#### Stated problem 1
Recast a portion of the listing as a JSON list of strings, with one string per line and blank lines omitted. Begin at the line of the listing that contains "task: segment the kitchen island" and continue through the final line of the listing.

#### Excerpt
Timeline of Events Relating to the End of Slavery
Created by Matthew Johnson, 2010 Swensrud Teacher Fellow- 1630 Massachusetts Bay Colony institutes a fugitive law that allowed for runaways to be protected if they ran away due abuse by masters.
- 1634 Africans were imported into colony as slaves
- 1638 John Winthrop notes in his diary that on December 12 the ship Desire brought into Boston the first shipment of slaves from Barbados. The Africans were probably traded for with Native American captives, as this was a common practice in Massachusetts Bay to get rid of troublesome Native Americans.
- 1641 Massachusetts becomes the first colony to legalize slavery. This is done through the passage of the Body of Liberties. Under section 91 it states:
There shall never be any bond slavery, villeinage, or captivity amongst us unless it be lawful captives taken in just wars, and such strangers as willingly sell themselves or are sold to us. And these shall have all the liberties and Christian usages which the law of God established in Israel concerning such persons cloth morally require. This exempts none from servitude who shall be judged thereto by authority.
http://www.constitution.org/bcp/mabodlib.htm
(This became part of the Articles of New England Confederation, with this, this legalizes the slave trade in Massachusetts and eventual the rest of New England.) - 1670 The Bodies of Liberties was amended to include the enslavement of a slave woman's offspring to be a legal slave. This guarantees that offspring of all slaves were considered as the same legal status as their mother, a slave.
- 1672 The British Parliament charted the Royal African Company (RAC). This company would have a monopoly on the slave trade between Africa and America. All slaves were to be brought to America only through this company.

#### Stated problem 2
Translate the following sentence from the timeline into French: "Massachusetts becomes the first colony to legalize slavery."

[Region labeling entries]
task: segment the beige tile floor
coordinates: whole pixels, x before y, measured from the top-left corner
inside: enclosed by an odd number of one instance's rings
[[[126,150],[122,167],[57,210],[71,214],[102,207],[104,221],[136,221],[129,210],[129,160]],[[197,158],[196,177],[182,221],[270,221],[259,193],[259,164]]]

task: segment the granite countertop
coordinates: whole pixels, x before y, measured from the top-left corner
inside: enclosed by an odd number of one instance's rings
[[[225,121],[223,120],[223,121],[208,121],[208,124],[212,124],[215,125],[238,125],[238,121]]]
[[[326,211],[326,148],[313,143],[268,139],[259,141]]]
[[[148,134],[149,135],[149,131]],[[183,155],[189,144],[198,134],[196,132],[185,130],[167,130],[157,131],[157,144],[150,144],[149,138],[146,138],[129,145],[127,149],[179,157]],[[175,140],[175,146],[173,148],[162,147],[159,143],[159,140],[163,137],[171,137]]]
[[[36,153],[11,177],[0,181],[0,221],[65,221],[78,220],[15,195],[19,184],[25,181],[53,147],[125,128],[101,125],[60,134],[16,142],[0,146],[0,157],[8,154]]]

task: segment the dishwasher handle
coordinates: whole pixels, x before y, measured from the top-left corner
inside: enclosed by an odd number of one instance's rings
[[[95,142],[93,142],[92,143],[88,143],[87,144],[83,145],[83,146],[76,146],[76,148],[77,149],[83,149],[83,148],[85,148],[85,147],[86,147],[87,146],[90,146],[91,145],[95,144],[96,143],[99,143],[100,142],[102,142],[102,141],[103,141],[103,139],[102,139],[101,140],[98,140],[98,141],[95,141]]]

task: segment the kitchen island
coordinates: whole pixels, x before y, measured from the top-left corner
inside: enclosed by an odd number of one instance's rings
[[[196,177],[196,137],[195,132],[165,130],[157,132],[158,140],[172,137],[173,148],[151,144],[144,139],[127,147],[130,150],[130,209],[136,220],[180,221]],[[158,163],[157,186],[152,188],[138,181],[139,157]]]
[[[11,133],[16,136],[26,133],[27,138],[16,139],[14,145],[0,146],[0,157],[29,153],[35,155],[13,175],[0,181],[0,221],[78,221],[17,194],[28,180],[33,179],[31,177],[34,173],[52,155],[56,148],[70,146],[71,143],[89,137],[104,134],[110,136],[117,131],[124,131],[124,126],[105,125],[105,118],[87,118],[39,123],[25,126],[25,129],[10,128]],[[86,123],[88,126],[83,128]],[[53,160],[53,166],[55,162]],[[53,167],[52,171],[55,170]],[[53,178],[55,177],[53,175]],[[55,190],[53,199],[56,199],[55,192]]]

#### Answer 1
[
  "task: segment the kitchen island",
  "coordinates: whole pixels, x before y, measured from the top-left corner",
  "inside: enclosed by an odd number of one instance's rings",
  "[[[196,177],[196,137],[195,132],[165,130],[157,132],[158,140],[172,137],[173,148],[151,144],[144,139],[127,147],[130,150],[130,209],[136,220],[180,221]],[[158,163],[157,186],[152,188],[138,181],[139,157]]]",
  "[[[11,133],[16,136],[26,133],[27,138],[16,139],[14,145],[0,146],[0,157],[29,153],[35,155],[13,175],[0,181],[0,221],[78,221],[17,194],[28,180],[33,179],[31,177],[34,173],[52,155],[56,148],[70,146],[71,143],[89,137],[104,134],[110,136],[117,131],[124,131],[124,126],[105,125],[105,118],[87,118],[39,123],[25,126],[25,129],[10,128]],[[86,123],[88,126],[83,128]],[[53,160],[53,166],[55,162]],[[53,167],[52,171],[55,170]],[[53,178],[55,177],[53,175]],[[55,190],[53,199],[56,199],[55,192]]]"
]

#### Answer 2
Le Massachusetts devient la première colonie à légaliser l'esclavage.